### PROBLEM DESCRIPTION
Print exactly the lines from the one containing "foundation in the photo above." through the last line of the listing, both included.

(Lines of data)
..............................
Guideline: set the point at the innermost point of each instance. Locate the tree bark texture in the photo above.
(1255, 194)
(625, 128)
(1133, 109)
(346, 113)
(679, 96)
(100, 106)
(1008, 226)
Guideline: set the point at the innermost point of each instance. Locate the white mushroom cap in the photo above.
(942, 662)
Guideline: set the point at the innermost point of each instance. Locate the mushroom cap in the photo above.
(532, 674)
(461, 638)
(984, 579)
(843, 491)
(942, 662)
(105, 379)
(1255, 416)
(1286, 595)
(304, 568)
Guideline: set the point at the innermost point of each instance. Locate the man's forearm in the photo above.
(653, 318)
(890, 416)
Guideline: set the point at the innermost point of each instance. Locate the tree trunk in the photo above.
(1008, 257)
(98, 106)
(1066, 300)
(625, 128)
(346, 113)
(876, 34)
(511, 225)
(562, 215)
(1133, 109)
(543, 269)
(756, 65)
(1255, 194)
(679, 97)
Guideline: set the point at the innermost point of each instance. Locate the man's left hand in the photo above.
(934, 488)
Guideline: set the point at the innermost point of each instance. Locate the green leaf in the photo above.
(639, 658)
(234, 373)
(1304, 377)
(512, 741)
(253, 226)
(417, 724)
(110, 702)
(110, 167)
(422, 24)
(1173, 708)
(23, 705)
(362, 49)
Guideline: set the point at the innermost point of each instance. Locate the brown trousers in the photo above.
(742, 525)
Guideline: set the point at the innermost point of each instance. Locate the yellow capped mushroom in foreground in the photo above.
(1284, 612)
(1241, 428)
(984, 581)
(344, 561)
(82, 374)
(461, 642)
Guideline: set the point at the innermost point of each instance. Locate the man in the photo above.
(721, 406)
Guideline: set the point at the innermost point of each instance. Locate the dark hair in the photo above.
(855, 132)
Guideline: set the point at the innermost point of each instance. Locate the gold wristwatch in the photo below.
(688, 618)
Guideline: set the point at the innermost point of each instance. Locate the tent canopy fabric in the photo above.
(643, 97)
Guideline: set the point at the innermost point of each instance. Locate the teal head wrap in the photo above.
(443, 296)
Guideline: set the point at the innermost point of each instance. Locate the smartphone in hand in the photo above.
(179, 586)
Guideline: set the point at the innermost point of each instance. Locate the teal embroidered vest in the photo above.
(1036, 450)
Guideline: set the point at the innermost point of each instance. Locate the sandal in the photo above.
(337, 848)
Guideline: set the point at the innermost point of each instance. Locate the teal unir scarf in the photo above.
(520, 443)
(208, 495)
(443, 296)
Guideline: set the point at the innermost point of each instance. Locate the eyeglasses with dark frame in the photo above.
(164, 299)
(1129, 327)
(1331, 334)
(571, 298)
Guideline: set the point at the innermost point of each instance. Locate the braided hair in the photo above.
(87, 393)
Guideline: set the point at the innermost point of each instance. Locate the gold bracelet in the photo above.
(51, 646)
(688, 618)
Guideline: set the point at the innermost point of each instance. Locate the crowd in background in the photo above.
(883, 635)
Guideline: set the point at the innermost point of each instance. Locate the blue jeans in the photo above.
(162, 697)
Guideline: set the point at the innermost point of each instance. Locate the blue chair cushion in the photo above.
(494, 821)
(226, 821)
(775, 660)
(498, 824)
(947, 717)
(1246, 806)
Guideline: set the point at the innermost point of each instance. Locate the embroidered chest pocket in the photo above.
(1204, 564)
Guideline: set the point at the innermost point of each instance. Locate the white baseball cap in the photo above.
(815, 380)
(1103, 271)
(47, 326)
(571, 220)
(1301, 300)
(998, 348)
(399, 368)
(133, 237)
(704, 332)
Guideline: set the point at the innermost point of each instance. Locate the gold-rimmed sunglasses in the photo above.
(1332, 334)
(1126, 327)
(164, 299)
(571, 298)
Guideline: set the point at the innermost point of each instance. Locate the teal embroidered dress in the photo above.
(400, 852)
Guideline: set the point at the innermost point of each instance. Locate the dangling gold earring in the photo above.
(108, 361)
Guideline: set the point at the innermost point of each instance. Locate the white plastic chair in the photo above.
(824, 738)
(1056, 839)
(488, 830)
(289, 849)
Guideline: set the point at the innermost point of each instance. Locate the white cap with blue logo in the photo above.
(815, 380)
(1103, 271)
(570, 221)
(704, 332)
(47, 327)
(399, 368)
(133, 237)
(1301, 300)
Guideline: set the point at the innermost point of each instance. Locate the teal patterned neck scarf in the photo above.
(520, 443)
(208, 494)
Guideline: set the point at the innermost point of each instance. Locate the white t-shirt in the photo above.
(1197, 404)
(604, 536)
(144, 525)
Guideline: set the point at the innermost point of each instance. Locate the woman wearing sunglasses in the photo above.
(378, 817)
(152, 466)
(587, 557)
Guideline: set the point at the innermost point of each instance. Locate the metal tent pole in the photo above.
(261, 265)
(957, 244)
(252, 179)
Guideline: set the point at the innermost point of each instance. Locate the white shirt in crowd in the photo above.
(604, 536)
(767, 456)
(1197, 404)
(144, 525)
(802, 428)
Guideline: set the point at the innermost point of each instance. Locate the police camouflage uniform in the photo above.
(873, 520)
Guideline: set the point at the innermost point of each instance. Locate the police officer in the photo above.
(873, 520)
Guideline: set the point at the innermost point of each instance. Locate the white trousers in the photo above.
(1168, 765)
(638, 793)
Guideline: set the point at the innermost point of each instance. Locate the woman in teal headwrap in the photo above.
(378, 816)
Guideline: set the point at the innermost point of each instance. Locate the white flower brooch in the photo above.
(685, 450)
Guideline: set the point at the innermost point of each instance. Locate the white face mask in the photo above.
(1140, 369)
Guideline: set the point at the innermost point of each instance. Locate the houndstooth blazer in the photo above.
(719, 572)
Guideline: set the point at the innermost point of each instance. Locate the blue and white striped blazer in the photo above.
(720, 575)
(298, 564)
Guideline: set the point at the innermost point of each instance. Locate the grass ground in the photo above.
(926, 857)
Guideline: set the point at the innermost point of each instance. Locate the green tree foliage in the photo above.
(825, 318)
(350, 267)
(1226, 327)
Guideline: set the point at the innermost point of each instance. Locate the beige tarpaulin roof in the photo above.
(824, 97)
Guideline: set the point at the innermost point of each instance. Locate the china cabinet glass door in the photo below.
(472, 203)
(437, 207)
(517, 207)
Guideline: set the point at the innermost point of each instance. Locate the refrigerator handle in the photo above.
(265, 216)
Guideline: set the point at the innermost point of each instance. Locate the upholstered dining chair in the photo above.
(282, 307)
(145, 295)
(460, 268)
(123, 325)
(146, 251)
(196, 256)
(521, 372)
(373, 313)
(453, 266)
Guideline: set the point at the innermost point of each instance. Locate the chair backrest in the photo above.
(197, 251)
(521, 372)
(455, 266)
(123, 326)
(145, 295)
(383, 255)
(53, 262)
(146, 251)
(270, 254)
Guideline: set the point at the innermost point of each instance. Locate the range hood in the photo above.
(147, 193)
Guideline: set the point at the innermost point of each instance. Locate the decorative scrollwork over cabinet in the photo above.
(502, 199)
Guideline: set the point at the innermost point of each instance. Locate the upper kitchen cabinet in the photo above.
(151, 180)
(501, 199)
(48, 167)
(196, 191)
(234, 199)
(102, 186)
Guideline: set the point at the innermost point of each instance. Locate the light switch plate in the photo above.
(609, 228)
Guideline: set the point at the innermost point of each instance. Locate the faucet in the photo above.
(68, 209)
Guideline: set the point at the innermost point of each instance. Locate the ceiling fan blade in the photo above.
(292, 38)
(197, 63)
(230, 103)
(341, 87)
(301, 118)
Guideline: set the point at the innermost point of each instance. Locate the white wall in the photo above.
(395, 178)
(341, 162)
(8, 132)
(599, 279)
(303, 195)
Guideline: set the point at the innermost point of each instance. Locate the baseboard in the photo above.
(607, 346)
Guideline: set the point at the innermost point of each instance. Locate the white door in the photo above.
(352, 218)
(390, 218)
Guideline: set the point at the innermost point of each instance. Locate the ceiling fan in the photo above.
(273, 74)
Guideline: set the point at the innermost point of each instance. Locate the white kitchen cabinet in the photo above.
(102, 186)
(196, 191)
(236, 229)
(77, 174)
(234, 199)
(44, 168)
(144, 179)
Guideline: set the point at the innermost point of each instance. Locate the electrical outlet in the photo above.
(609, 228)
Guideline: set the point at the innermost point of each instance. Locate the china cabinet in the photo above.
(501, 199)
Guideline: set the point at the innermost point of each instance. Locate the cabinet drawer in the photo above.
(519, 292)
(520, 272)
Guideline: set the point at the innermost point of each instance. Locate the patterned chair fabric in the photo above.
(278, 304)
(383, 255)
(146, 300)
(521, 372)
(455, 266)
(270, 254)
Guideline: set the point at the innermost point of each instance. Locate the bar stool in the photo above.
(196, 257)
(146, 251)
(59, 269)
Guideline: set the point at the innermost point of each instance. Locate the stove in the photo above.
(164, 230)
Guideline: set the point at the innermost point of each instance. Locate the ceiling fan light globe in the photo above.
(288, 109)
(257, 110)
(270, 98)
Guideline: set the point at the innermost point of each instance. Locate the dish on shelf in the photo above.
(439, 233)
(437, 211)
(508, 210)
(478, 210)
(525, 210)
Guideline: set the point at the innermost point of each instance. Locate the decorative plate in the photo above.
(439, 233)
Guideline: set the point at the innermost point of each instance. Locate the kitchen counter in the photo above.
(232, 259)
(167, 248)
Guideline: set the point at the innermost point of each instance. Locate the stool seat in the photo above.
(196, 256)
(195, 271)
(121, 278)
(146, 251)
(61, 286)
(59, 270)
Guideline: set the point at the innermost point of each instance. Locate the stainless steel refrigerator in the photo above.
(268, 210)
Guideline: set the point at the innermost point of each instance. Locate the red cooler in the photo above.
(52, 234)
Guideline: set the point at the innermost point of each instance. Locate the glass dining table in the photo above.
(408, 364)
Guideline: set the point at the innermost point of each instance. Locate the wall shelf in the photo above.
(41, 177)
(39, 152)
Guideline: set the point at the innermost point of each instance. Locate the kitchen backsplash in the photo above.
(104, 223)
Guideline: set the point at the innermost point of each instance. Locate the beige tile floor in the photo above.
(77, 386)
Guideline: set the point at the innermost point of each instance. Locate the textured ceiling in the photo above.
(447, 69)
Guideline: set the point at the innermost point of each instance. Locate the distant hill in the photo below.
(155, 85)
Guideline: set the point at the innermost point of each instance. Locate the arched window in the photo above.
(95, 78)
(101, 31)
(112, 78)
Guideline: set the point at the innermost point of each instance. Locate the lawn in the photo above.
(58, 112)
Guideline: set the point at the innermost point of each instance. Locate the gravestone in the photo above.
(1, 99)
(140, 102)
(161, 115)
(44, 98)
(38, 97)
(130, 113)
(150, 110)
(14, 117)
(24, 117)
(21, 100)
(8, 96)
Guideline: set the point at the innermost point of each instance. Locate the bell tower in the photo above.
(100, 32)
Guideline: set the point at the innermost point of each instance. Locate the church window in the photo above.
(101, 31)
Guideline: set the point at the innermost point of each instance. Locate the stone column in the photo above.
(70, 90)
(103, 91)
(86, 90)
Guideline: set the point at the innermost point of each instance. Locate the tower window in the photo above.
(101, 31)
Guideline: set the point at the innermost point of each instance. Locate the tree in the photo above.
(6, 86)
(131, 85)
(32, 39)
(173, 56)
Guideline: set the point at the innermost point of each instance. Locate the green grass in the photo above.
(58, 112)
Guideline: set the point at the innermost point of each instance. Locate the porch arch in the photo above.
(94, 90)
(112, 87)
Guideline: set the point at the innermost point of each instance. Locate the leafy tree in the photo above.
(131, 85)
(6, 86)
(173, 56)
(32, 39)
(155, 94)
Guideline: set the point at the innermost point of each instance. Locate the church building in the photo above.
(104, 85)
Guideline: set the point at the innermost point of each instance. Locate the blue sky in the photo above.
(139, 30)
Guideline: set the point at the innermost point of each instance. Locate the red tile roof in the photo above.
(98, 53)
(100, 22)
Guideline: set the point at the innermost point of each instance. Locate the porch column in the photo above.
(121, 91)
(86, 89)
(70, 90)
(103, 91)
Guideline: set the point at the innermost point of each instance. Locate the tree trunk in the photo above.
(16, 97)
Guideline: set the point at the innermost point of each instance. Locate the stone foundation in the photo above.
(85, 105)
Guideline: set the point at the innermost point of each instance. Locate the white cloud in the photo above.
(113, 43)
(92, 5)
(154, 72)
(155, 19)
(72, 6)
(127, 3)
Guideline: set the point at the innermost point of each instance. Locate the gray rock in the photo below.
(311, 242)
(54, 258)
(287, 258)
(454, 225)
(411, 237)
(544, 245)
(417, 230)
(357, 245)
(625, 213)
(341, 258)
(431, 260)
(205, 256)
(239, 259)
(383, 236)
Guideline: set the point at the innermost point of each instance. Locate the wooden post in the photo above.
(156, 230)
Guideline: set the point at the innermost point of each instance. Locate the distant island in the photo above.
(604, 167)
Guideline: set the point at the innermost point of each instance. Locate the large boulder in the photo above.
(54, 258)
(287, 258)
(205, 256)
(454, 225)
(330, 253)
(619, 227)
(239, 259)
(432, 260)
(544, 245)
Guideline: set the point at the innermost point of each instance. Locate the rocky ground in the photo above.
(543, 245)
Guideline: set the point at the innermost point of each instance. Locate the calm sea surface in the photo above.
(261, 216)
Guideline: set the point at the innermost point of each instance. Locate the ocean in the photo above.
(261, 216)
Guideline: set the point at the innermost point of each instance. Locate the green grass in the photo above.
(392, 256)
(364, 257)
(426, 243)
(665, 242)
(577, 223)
..............................
### TASK RESPONSE
Guideline: set the point at the innermost point of each instance. Locate the stone foundation in the photo above.
(85, 105)
Guideline: set the point at the innermost point of each instance. Locate the white cloud in the photo above.
(113, 43)
(92, 5)
(154, 72)
(155, 19)
(72, 6)
(127, 3)
Guideline: set the point at the innermost point of each instance. Locate the gray rock in the photo below.
(311, 242)
(54, 258)
(287, 258)
(454, 225)
(411, 237)
(544, 245)
(417, 230)
(357, 245)
(625, 213)
(341, 258)
(431, 260)
(205, 256)
(239, 259)
(383, 236)
Guideline: set the point at the innermost point of each instance. Locate the wooden post in the photo above.
(156, 230)
Guideline: set the point at the innermost point of each instance. Locate the distant island in the photo above.
(604, 167)
Guideline: set the point at the innermost point of each instance. Locate the large boulder in the photo above.
(54, 258)
(287, 258)
(205, 256)
(454, 225)
(330, 253)
(619, 227)
(239, 259)
(432, 260)
(544, 245)
Guideline: set the point at the innermost point of each instance. Locate the rocky ground in the photo above.
(543, 245)
Guideline: set the point at the innermost point of each instance. Locate the calm sea surface in the photo above.
(261, 216)
Guideline: set the point at the innermost point of each instance. Locate the ocean in the photo above.
(261, 216)
Guideline: set the point at the innermost point of each instance. Locate the green grass in the photo above.
(392, 256)
(364, 257)
(426, 243)
(665, 242)
(577, 223)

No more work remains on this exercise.